About this exercise: Scan the entries line by line and return those with "green".

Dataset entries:

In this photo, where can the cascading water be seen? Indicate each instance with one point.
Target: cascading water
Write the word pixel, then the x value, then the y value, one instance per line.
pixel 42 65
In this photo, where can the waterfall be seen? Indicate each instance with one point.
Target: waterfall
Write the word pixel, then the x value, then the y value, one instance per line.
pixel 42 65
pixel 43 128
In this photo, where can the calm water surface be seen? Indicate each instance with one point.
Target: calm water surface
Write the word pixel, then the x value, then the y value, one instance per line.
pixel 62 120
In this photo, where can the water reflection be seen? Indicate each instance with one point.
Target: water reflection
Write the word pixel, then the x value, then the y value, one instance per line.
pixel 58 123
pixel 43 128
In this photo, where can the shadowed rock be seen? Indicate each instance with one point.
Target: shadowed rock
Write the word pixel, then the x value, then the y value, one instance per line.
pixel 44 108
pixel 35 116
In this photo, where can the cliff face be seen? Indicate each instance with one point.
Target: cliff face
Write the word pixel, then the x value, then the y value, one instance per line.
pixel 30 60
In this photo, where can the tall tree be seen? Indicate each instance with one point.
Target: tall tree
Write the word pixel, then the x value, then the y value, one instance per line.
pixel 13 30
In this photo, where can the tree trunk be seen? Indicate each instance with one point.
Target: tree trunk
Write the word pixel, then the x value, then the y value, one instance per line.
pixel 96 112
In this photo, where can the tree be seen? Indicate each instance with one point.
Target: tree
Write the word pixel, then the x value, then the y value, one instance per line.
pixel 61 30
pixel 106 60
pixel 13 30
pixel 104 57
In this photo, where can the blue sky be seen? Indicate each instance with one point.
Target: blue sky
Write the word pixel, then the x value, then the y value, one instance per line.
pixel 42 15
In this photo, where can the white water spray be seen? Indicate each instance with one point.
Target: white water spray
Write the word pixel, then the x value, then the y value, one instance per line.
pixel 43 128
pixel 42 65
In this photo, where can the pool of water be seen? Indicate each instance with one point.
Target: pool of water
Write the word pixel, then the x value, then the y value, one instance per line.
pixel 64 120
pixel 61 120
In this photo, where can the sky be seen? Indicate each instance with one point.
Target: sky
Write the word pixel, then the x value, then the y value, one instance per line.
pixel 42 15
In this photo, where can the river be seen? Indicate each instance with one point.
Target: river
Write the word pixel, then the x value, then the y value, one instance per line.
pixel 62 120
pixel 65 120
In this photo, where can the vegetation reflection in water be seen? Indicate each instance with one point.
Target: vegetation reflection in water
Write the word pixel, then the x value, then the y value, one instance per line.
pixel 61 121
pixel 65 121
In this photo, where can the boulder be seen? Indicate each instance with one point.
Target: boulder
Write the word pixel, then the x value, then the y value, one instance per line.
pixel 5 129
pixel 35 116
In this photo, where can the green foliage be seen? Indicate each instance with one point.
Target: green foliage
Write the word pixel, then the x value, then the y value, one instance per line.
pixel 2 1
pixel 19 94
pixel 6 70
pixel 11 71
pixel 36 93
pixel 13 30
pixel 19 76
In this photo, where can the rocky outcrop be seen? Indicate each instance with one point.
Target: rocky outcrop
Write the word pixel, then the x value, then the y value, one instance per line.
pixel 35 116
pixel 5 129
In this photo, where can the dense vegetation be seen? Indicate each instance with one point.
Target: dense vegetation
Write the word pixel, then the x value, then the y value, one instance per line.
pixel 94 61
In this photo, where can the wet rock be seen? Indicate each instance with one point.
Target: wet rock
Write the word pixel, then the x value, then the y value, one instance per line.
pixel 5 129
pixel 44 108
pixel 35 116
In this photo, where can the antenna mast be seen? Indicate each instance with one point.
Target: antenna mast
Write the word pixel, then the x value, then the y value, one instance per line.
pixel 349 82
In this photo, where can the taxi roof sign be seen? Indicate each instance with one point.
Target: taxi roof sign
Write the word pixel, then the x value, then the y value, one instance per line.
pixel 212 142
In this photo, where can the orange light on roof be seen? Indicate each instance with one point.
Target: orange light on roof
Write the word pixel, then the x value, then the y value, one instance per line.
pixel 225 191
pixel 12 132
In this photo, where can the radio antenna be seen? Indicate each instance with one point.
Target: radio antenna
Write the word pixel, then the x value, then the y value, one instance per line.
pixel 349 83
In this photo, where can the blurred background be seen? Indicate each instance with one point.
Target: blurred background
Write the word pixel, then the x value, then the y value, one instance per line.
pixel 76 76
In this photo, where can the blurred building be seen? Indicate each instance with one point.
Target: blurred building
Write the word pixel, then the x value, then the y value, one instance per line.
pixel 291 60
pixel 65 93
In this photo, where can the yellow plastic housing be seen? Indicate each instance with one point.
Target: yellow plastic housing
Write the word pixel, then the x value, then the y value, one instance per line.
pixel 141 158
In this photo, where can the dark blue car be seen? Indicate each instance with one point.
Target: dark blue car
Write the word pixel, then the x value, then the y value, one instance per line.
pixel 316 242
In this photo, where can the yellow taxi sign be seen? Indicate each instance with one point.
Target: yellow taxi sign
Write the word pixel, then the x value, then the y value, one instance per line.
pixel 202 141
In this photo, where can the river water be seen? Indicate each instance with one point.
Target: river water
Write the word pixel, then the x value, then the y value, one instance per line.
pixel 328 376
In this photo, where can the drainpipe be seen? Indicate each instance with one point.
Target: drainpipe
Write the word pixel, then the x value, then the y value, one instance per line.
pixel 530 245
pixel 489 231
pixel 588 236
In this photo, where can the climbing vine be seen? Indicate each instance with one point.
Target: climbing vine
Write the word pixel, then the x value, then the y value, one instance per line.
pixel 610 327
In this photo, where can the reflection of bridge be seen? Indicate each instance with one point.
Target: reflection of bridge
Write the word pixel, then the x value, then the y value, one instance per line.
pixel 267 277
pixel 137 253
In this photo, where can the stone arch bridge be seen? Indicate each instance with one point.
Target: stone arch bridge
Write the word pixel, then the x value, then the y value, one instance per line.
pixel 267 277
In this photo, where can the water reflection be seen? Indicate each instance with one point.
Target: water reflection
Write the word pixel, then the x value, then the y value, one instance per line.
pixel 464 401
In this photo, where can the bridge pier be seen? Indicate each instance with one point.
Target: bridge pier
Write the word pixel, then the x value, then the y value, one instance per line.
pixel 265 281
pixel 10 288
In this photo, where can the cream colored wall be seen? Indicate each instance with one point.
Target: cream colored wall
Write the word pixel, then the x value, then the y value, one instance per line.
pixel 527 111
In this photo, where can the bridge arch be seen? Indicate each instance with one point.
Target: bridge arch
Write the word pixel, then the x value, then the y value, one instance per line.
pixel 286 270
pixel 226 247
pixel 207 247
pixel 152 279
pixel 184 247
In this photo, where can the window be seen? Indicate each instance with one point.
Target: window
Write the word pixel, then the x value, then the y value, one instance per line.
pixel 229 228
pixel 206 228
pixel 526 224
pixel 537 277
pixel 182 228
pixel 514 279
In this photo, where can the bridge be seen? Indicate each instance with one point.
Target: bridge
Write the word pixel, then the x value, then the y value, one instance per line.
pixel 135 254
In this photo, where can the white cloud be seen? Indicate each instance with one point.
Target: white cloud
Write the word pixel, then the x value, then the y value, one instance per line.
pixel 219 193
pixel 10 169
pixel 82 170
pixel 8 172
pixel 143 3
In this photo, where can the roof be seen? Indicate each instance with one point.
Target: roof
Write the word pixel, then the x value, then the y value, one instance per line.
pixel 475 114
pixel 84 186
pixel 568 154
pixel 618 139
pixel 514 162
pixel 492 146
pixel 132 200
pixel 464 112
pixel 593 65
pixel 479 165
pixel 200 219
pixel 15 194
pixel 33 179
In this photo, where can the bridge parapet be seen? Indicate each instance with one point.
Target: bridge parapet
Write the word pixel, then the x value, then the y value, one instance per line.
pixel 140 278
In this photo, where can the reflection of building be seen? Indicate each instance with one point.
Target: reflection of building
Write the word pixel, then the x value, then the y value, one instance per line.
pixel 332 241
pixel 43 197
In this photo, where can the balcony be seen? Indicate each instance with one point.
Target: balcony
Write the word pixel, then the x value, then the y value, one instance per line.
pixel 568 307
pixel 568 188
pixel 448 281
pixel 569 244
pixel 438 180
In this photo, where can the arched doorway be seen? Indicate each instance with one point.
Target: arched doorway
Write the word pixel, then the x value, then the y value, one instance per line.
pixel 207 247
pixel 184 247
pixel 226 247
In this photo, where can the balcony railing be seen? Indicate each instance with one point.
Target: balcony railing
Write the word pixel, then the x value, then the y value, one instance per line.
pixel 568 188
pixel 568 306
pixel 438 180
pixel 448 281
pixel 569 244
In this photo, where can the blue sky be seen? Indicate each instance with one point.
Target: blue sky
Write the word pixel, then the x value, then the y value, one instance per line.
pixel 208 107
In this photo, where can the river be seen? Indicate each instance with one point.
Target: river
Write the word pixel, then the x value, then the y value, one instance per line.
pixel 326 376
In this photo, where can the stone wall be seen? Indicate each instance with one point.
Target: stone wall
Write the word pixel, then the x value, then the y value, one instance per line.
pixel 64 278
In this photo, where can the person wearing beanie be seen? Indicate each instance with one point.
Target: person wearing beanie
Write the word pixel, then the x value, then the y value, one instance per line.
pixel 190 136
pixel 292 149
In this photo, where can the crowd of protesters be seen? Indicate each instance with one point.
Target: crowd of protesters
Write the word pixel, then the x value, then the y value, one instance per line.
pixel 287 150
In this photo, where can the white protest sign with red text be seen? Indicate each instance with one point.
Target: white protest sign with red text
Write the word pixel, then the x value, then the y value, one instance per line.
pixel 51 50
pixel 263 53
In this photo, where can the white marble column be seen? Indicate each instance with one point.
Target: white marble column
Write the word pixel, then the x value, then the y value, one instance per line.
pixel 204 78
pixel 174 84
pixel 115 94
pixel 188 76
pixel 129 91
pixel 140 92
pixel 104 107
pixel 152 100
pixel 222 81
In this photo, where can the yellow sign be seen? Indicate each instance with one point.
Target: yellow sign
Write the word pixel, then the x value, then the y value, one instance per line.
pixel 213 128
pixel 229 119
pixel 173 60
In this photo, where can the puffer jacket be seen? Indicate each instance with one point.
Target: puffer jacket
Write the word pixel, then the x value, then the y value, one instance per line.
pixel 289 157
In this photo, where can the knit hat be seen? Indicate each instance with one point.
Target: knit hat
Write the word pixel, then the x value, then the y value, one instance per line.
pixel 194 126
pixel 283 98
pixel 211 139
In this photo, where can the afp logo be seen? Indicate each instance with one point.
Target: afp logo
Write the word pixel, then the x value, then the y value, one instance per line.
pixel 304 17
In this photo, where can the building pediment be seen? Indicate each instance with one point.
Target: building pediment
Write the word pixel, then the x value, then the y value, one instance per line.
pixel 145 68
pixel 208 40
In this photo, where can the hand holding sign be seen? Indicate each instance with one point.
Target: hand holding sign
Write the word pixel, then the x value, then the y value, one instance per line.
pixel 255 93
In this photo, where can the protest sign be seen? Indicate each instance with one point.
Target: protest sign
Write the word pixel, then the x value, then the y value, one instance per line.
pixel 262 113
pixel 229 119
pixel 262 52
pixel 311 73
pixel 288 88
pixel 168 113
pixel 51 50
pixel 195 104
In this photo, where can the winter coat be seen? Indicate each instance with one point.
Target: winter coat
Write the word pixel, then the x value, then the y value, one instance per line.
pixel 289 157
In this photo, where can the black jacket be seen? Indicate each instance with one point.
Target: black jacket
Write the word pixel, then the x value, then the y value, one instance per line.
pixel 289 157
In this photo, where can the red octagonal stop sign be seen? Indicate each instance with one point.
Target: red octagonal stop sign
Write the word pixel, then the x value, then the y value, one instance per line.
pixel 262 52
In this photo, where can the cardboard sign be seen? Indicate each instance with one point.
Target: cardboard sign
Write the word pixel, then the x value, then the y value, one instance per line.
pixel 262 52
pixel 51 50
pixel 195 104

Exercise answer:
In this photo, where can the green foliage be seen? Indicate each instance with one point.
Target: green foliage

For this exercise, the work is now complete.